*Document*
Dave’s New Adventure: Adventures from the South American Continent: 03-2007
Nothing puts a frame of reference on life better than trodding through a minefield of cow dung at 3600 meters above sea level. The epitome of this moment came to me on the second day of a hiking/camping trip in Huascaran National Park, nearby Huaraz, Peru. When I squatted in a circle of rocks to take my morning shits, I saw Anthony’s shits next to me, and then a multitude of cow shits next to the tent. At that moment, I called out him.
- “You know, I don’t think our shits are gonna make much of a difference next to all that cow dung.”
- “Nah dude, go for it,” replied Anthony.
I grinned as I squatted, and squeezed. After all, I just added to a formidable sized pile of cow dung. There I was, truly in nature’s moment, doing what 40,000 years of evolution’s results enabled me to do. This was the epitome of evolution, to take a shit in the woods, without any comforts, toilets, or even a hole in the ground. It reminded me of a Buddhist slogan, which is “shit happens”. Had we traveled like most travelers typically do, in a giant tin can, we’d have been denied this natural experience. Often, when people describe “travel”, whether it’s a cross country trip or a two week jaunt in Europe, what they really mean is they’re going to sit for hours in a tin can. Tin cans include the train, car, plane, space shuttle, or in our case, the bus. I’ve had it with tin can travel, and the worst tin can travel, other than a cramped plane or car, is the bus.

*Aim a*
Write out the part of the travel post starting with "Dave’s New Adventure: Adventures" and going on through "called out him.", word for word.
The travel post and the entries are separate, unrelated material.

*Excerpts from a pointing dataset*

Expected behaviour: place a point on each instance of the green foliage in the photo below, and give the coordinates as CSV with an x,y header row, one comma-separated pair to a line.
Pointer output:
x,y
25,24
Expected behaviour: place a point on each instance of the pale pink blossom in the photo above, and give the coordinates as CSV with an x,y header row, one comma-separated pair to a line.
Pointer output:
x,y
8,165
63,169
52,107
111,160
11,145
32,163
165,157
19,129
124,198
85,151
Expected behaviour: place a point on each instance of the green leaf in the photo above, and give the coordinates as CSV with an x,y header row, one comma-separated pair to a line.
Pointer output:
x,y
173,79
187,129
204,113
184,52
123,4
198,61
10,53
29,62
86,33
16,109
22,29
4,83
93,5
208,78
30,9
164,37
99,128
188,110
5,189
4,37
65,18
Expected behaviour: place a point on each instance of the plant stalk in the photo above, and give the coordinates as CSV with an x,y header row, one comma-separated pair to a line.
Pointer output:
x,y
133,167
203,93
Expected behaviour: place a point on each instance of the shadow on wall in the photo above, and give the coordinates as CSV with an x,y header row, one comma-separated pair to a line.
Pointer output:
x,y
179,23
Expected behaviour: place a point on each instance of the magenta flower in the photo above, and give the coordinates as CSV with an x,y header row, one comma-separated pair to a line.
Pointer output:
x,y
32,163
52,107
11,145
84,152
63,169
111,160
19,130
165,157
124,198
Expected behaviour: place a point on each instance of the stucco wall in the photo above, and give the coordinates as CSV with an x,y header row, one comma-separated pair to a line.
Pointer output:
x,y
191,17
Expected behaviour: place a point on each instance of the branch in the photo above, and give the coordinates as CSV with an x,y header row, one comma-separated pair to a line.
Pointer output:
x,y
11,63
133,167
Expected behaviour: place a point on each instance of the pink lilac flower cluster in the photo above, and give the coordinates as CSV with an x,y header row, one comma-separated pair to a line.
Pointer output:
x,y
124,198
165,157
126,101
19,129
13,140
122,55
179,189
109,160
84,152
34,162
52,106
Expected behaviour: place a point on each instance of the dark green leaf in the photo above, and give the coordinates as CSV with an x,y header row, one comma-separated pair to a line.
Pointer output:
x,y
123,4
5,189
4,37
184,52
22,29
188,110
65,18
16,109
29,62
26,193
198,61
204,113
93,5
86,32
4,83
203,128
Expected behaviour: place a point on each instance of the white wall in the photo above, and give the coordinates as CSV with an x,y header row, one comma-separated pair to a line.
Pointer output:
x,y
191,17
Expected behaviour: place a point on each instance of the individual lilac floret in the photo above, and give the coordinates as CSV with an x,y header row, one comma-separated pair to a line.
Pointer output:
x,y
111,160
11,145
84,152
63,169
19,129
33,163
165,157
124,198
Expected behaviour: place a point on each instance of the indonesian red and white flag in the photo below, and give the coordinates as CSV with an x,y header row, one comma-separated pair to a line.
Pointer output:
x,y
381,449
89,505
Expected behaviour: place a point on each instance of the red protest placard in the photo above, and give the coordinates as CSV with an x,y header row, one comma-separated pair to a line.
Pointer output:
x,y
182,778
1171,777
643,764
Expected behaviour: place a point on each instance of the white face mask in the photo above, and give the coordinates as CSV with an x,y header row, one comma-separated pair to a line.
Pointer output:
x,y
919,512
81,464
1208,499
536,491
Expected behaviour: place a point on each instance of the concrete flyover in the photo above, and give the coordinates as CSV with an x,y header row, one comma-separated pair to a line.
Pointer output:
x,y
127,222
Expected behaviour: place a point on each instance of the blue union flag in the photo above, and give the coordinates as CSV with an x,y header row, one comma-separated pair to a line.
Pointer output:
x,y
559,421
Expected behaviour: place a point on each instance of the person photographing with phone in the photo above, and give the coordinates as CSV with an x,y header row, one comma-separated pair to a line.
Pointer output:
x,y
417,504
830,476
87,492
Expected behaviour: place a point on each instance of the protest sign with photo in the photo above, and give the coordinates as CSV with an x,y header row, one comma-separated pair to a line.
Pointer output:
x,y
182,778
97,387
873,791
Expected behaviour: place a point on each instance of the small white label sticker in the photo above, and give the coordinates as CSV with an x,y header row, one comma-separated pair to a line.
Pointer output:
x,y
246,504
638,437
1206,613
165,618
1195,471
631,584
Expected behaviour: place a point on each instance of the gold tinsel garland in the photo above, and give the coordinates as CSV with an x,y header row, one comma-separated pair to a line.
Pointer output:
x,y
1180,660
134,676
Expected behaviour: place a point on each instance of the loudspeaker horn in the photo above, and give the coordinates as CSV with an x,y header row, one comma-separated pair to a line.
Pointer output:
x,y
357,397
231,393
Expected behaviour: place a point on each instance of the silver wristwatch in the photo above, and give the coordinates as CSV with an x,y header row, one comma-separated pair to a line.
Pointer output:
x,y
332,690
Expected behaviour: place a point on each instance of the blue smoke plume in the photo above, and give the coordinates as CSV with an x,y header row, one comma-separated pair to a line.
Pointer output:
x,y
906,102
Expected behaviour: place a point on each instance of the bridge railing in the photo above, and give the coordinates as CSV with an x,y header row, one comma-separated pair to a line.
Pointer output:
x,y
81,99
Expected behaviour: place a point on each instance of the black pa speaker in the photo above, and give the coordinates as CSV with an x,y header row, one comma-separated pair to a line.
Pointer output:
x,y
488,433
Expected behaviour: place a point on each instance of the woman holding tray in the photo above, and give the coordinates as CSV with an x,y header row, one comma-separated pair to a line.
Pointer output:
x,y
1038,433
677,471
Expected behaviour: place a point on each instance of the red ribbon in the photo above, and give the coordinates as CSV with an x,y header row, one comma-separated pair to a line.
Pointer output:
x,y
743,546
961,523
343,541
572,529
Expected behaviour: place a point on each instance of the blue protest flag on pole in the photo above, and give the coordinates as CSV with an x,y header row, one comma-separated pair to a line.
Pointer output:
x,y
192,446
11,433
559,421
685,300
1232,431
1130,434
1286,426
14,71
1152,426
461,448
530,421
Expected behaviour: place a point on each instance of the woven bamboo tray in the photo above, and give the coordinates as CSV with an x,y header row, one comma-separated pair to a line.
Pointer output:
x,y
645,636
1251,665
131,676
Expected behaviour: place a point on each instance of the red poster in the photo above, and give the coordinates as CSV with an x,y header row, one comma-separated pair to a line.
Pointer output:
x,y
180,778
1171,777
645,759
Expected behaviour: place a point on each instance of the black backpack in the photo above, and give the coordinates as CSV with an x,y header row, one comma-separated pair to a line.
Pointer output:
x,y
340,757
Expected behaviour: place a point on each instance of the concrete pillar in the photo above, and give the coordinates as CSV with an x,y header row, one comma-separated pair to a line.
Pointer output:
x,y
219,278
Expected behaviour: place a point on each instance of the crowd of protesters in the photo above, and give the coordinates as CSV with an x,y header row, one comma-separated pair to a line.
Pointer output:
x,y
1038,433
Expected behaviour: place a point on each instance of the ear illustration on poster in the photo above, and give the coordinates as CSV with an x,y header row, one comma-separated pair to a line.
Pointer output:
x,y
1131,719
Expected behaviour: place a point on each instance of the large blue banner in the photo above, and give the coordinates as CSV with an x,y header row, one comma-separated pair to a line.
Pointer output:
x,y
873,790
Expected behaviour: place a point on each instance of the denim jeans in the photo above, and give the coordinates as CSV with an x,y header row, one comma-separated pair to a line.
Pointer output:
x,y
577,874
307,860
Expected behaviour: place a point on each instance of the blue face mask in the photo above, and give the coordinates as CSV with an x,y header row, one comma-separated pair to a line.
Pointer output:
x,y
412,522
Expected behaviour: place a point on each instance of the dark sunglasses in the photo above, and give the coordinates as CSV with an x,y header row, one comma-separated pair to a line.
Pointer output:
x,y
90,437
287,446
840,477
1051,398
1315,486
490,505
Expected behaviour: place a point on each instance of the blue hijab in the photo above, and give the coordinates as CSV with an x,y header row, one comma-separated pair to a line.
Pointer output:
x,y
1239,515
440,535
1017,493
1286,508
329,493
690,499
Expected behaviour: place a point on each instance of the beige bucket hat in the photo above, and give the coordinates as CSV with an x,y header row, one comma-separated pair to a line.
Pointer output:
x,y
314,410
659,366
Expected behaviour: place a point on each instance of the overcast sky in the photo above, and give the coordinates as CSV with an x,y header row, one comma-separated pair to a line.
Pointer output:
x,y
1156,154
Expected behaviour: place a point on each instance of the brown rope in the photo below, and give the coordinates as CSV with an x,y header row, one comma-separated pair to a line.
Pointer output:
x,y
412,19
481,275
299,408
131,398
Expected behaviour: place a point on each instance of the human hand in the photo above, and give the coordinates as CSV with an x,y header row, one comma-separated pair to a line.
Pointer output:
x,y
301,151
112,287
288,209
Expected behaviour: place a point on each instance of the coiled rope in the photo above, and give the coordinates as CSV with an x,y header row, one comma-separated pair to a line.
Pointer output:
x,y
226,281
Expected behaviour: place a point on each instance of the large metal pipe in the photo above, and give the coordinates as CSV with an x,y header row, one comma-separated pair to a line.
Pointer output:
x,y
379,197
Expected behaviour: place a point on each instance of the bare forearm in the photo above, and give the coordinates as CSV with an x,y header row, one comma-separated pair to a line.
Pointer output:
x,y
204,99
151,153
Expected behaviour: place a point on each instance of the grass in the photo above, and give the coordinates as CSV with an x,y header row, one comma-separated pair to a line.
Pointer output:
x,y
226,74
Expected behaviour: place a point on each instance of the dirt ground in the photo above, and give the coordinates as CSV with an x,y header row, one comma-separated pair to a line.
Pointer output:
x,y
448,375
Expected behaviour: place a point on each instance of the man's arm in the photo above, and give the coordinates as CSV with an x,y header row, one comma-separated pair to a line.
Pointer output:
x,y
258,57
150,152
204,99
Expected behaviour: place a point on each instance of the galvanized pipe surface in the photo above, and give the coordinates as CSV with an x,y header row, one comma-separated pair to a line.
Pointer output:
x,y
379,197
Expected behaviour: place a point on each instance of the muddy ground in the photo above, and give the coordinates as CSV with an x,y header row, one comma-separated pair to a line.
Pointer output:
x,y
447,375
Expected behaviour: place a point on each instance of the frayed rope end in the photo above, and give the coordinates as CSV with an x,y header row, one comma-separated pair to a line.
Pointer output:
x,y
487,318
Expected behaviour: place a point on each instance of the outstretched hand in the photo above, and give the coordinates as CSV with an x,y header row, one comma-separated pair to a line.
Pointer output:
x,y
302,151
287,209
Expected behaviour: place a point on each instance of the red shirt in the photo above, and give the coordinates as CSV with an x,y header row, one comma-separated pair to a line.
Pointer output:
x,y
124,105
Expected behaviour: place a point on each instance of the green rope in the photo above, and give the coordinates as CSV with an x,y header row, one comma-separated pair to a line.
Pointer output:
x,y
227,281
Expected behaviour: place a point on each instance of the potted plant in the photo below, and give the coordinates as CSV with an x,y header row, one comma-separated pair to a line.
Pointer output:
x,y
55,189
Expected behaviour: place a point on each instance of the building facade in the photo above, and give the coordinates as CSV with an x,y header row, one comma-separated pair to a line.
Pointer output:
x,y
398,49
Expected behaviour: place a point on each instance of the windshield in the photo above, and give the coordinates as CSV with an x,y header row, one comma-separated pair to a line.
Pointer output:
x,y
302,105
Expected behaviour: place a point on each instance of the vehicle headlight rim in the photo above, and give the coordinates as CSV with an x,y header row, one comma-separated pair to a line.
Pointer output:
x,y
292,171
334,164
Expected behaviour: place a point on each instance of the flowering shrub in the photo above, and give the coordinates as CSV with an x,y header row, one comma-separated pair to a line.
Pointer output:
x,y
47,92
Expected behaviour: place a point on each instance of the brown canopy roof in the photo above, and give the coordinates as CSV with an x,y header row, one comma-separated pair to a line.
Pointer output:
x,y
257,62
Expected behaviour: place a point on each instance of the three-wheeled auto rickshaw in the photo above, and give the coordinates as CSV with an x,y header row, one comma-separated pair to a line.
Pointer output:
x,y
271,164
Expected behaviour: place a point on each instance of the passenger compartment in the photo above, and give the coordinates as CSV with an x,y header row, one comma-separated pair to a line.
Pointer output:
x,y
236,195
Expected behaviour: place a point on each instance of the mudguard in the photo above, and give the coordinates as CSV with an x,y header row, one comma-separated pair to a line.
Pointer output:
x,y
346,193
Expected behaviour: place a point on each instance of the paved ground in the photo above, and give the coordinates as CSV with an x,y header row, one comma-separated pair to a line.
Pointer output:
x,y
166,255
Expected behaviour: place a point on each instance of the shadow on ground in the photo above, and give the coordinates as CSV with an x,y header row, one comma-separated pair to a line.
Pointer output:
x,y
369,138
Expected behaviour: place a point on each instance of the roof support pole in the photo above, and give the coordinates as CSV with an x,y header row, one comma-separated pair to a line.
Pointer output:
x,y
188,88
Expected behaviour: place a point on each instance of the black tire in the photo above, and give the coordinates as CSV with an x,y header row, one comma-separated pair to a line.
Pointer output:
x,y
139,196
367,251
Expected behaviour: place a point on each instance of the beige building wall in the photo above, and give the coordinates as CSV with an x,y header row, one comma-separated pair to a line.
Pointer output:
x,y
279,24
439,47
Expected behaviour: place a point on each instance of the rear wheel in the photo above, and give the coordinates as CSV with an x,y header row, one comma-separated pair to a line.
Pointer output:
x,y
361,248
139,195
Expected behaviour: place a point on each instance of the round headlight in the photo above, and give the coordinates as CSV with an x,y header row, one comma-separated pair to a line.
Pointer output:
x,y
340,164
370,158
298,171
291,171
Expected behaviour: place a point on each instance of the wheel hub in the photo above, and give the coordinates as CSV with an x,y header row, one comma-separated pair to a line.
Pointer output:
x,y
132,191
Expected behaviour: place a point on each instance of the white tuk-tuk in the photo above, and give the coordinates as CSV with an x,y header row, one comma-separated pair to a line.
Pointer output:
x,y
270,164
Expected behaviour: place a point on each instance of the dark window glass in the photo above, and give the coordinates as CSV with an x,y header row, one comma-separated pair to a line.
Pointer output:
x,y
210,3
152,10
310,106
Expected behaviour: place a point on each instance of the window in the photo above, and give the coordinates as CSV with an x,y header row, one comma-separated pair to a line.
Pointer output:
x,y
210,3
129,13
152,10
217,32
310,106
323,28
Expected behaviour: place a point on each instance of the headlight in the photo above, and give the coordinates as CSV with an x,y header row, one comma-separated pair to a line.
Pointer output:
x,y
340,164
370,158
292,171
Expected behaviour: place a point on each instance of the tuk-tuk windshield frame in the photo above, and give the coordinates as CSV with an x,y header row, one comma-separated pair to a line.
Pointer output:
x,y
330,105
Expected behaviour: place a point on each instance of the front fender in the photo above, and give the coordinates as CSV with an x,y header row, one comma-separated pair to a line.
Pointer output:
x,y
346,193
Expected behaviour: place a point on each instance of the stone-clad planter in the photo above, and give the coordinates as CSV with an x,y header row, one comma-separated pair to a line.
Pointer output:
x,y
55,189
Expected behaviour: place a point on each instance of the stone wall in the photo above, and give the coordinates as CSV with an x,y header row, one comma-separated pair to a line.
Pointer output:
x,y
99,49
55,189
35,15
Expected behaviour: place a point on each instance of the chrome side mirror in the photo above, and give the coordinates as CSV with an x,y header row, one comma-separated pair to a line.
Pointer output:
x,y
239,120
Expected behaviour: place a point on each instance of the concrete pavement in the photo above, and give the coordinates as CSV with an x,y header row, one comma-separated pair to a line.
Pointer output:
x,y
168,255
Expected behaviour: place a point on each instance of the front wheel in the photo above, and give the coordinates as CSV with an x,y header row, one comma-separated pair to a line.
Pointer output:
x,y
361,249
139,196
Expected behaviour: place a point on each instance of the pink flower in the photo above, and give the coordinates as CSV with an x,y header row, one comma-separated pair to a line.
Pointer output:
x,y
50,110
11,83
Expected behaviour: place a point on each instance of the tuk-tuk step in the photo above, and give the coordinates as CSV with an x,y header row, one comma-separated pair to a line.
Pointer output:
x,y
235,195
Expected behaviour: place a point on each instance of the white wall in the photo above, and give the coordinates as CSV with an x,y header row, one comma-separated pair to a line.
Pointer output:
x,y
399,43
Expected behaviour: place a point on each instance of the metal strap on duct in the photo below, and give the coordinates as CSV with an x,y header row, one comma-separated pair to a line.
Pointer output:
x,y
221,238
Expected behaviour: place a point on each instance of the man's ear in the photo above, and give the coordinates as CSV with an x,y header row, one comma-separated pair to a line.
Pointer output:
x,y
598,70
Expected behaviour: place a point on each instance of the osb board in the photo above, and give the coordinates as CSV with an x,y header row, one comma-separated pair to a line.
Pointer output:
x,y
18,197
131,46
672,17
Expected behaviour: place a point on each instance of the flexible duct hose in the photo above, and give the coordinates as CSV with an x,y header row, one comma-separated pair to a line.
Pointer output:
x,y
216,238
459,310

*Aim b*
Please gather every line of the entries that contains the string "wheeled". Case counts.

*Written reply a*
Dave’s New Adventure: Adventures from the South American Continent: 03-2007
Nothing puts a frame of reference on life better than trodding through a minefield of cow dung at 3600 meters above sea level. The epitome of this moment came to me on the second day of a hiking/camping trip in Huascaran National Park, nearby Huaraz, Peru. When I squatted in a circle of rocks to take my morning shits, I saw Anthony’s shits next to me, and then a multitude of cow shits next to the tent. At that moment, I called out him.

*Written reply b*
Expected behaviour: place a point on each instance of the three-wheeled auto rickshaw in the photo above, and give the coordinates as CSV with an x,y header row, one comma-separated pair to a line.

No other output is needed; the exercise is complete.